Saved data entries:
-- -- --
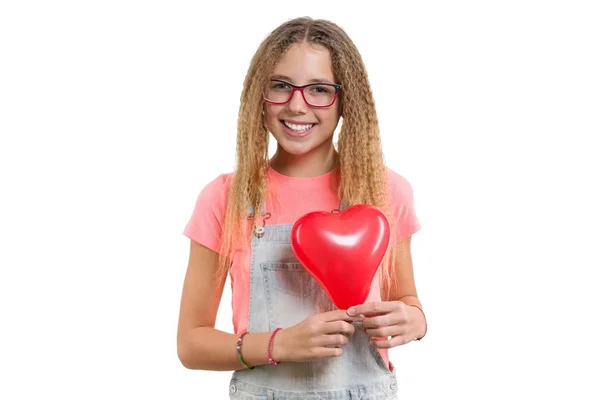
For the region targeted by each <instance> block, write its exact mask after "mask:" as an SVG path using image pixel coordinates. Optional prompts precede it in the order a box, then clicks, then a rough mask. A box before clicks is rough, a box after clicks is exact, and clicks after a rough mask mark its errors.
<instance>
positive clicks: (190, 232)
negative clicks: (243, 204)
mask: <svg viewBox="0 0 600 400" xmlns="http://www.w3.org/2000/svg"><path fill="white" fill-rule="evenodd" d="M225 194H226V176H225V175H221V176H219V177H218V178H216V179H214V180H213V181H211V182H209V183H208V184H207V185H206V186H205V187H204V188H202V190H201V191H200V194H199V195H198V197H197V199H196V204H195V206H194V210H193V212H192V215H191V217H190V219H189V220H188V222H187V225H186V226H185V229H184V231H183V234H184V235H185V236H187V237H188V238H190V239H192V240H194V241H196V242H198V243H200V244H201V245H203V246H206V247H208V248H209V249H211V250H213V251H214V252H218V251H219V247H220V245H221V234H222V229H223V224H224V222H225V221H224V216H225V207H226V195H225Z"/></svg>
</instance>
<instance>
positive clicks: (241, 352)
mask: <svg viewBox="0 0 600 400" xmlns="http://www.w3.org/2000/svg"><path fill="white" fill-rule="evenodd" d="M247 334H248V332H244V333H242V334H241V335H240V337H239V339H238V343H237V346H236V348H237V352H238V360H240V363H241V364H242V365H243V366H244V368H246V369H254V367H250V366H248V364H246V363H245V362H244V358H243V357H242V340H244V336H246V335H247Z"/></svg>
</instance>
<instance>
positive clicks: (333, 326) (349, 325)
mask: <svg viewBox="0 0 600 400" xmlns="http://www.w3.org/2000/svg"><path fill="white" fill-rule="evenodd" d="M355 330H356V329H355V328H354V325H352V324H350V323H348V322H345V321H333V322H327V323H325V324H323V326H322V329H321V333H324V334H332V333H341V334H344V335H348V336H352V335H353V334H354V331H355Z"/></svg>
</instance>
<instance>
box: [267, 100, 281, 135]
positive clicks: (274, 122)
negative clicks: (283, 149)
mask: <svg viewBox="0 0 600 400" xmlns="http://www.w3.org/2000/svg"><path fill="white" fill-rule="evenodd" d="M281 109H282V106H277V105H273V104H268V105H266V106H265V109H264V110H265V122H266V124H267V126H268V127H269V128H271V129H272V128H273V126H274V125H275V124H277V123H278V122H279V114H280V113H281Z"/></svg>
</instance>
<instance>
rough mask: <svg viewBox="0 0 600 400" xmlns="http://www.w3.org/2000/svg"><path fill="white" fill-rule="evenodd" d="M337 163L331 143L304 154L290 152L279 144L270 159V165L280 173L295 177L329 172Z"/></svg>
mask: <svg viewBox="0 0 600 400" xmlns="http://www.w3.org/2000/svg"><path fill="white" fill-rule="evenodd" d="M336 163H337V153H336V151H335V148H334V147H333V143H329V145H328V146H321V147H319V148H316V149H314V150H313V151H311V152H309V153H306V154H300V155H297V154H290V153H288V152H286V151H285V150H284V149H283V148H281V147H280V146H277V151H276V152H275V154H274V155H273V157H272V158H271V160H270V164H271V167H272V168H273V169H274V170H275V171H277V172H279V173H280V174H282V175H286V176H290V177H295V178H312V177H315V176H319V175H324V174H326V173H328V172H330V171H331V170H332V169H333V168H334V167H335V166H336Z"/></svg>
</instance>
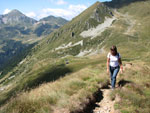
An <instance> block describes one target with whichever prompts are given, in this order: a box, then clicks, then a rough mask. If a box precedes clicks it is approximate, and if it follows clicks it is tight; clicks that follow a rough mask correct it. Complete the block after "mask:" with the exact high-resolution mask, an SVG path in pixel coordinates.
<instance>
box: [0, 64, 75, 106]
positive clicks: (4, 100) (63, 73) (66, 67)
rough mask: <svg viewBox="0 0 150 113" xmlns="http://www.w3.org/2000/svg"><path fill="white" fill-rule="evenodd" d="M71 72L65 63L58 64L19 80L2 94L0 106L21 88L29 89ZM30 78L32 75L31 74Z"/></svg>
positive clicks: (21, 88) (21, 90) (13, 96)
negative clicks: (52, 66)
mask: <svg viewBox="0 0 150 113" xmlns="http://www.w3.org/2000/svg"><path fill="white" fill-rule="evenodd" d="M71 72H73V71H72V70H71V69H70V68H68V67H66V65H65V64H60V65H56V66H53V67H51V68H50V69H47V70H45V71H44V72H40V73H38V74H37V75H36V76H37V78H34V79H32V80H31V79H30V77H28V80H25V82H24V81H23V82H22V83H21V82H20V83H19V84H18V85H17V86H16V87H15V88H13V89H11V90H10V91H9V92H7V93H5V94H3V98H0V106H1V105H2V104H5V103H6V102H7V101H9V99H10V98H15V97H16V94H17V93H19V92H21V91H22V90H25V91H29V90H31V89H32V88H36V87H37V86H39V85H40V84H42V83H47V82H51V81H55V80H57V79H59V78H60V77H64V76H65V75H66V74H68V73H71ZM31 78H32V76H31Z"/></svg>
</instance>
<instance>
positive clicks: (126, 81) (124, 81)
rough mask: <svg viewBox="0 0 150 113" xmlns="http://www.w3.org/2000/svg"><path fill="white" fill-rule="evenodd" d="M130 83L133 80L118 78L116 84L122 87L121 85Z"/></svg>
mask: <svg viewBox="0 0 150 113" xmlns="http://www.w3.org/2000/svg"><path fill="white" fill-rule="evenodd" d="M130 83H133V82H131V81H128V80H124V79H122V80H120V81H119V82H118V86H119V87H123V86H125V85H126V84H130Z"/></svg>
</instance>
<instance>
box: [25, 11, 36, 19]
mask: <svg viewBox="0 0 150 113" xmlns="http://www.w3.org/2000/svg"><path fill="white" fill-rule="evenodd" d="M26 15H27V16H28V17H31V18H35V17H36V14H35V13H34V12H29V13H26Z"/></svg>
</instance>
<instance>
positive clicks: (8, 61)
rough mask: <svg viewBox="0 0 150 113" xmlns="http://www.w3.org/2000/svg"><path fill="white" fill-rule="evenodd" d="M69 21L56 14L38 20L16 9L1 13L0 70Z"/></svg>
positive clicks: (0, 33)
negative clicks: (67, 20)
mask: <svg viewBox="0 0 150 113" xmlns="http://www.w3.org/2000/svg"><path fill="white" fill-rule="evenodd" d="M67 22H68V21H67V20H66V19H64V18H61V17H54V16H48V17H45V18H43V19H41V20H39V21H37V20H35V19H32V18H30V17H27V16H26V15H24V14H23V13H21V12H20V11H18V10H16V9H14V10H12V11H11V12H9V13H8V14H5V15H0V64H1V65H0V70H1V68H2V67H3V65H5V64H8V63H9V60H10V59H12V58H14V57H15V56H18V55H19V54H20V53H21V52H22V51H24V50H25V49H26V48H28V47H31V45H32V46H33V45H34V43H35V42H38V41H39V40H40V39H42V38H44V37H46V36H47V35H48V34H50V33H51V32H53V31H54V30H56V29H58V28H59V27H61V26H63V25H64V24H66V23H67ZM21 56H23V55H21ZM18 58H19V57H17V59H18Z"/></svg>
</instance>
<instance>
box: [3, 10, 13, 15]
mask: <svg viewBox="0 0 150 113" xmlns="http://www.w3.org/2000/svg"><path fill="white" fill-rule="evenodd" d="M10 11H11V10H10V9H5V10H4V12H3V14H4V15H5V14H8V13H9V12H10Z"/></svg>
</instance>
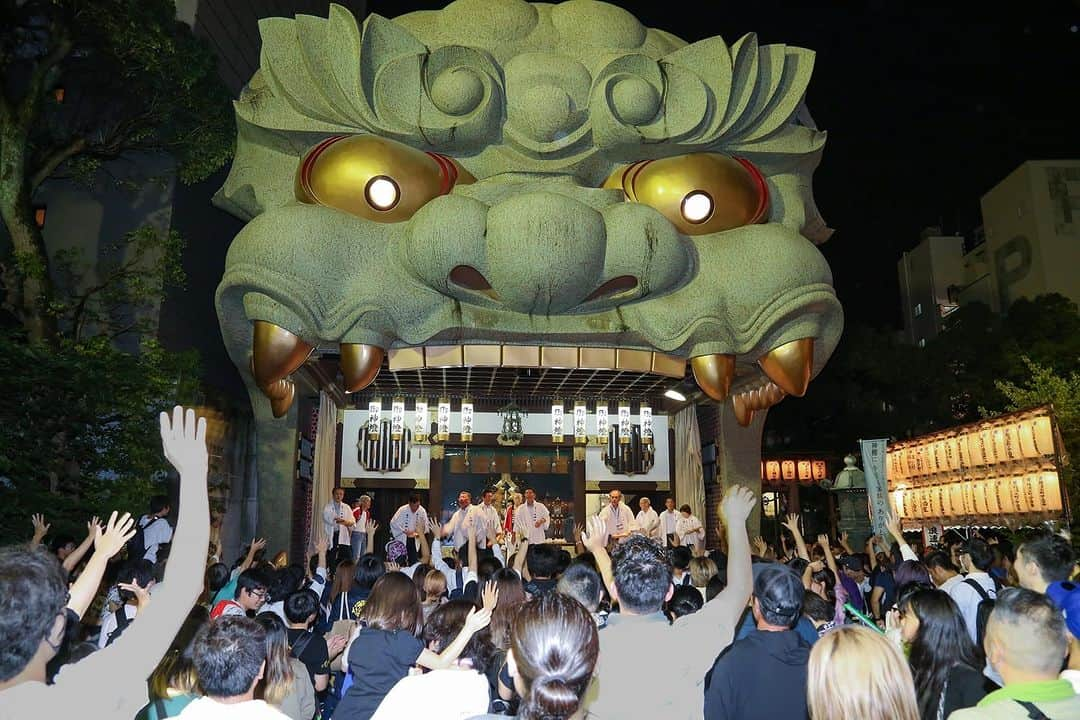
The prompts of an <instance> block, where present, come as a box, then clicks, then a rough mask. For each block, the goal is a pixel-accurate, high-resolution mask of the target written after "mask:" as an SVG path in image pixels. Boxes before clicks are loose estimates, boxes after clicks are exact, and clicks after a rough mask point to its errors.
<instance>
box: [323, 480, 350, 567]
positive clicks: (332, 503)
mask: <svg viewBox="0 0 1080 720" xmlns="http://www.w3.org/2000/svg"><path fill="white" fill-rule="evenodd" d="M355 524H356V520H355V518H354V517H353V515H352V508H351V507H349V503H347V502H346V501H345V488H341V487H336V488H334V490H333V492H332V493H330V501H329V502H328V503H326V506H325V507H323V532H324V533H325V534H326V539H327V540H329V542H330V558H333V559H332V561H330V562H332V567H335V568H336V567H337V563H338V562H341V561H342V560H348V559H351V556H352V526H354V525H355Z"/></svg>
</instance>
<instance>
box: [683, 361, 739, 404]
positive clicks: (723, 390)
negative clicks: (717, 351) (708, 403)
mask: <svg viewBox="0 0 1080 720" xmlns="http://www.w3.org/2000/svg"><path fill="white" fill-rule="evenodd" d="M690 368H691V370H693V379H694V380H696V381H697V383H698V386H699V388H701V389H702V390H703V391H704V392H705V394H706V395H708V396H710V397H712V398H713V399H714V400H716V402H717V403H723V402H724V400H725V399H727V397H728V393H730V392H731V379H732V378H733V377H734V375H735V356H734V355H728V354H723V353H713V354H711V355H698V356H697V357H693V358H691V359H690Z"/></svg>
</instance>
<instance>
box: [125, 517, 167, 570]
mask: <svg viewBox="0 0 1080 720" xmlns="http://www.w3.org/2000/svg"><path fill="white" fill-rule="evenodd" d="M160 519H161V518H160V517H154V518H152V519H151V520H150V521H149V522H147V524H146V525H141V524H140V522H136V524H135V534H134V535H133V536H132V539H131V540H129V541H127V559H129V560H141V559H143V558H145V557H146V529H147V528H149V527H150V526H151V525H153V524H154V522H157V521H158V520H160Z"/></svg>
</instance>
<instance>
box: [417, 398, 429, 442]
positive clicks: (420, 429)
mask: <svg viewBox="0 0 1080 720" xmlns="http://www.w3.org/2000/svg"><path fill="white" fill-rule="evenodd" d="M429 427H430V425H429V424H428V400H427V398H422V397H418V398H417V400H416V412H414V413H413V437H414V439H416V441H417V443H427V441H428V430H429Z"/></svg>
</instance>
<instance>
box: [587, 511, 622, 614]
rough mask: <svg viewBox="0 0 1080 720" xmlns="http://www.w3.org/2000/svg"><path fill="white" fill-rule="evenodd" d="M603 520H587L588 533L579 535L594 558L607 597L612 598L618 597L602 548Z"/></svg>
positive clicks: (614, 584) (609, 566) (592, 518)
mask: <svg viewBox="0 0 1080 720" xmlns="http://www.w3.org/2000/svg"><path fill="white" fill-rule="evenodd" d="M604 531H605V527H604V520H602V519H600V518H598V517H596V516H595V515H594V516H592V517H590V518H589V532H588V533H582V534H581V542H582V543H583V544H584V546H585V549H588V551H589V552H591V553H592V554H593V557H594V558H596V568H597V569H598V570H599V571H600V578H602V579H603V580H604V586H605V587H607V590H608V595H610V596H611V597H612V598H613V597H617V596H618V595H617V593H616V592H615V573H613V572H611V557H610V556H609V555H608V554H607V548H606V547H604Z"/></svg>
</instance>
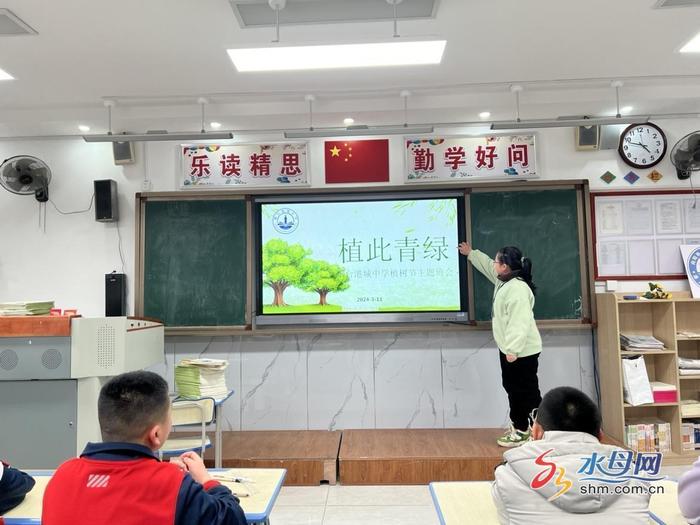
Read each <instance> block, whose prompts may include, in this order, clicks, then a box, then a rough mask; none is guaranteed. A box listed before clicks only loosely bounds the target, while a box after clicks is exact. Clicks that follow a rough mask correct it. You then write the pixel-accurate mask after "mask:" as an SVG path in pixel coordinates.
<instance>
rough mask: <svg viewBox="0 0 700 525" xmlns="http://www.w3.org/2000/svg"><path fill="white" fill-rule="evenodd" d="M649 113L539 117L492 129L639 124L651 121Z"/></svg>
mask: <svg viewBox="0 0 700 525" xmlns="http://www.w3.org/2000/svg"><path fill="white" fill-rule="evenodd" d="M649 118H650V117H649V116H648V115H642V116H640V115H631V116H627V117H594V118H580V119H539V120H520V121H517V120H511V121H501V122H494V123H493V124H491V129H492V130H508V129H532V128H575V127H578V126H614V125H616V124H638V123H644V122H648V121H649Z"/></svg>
-- -- --
◆ Assignment ◆
State only the number of lines in the records above that contain the string "negative".

◆ Written solution ◆
5